• **SOURCE EXCERPT**
□ □ □ □

In this video, review a number of the potential sources of error that might creep into your own analyses. Once you know what they are, you can do your best to avoid them.
- [Instructor] Statistical analysis might seem like an exact science, but if you've ever tried to apply statistics in real life, you know that in fact it is not. In this movie I'd like to review a number of the potential sources of error that might creep into your own analyses. Once you know what they are, you can do your best to avoid them. One common source of error is to not use random samples. A famous example of this came from the 1936 United States presidential election where a telephone poll of subscribers to Literary Digest projected that Alfred Landon would beat Franklin Delano Roosevelt by a wide margin.
In fact, Roosevelt won nearly two-thirds of the popular vote. The error came from two sources. The first is that Literary Digest was a conservative publication, which biased the results, and also that the poll was conducted by telephone. In 1936, only the financially well-off had home telephones, so that biased the result as well. You can also fall prey to investigator bias. It's easy to anticipate what your data will tell you. That's normal, but you shouldn't let those expectations affect your judgment.

□ □ □ □

• **RECORDED DATA**
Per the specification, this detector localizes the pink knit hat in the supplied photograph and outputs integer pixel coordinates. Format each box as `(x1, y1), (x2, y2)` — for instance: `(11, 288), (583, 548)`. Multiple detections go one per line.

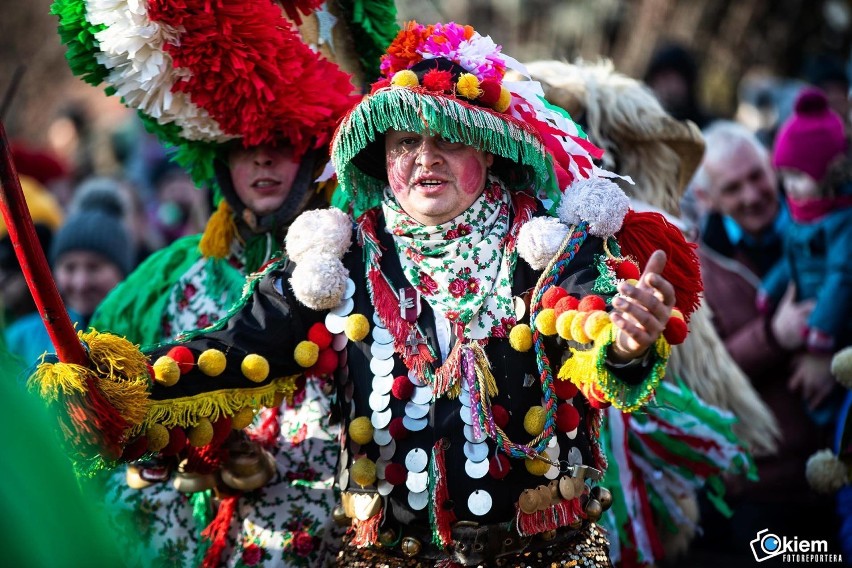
(772, 87), (847, 182)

□ □ □ □

• **PROBLEM REQUIREMENTS**
Give back, word for word, everything in the transcript on statistical errors from "- [Instructor] Statistical" down to "a wide margin.".

• **FINISHED EXERCISE**
- [Instructor] Statistical analysis might seem like an exact science, but if you've ever tried to apply statistics in real life, you know that in fact it is not. In this movie I'd like to review a number of the potential sources of error that might creep into your own analyses. Once you know what they are, you can do your best to avoid them. One common source of error is to not use random samples. A famous example of this came from the 1936 United States presidential election where a telephone poll of subscribers to Literary Digest projected that Alfred Landon would beat Franklin Delano Roosevelt by a wide margin.